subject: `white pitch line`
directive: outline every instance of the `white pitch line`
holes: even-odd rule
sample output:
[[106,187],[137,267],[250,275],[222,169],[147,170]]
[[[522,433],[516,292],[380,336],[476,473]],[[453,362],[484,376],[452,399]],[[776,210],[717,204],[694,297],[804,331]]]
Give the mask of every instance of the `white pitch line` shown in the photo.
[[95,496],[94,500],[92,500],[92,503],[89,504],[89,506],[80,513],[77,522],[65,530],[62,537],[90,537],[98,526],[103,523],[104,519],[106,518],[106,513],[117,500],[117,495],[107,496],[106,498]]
■ ■ ■ ■
Exercise description: Can you edit these lines by replacing "white pitch line" with "white court line" everywhere it occurs and leaving everything else unchanged?

Exercise solution:
subject: `white court line`
directive: outline every instance of the `white court line`
holes: even-odd rule
sample output:
[[106,187],[137,267],[250,275],[222,169],[147,170]]
[[[522,433],[516,292],[380,336],[476,473]],[[453,362],[484,376],[452,399]],[[776,210],[717,204],[694,297],[804,331]]]
Give the mask of every instance of the `white court line` shown in the photo.
[[95,496],[94,500],[92,500],[92,503],[89,504],[89,506],[80,513],[77,522],[65,530],[62,537],[90,537],[98,526],[103,523],[104,519],[106,518],[106,513],[117,500],[117,495],[107,496],[106,498]]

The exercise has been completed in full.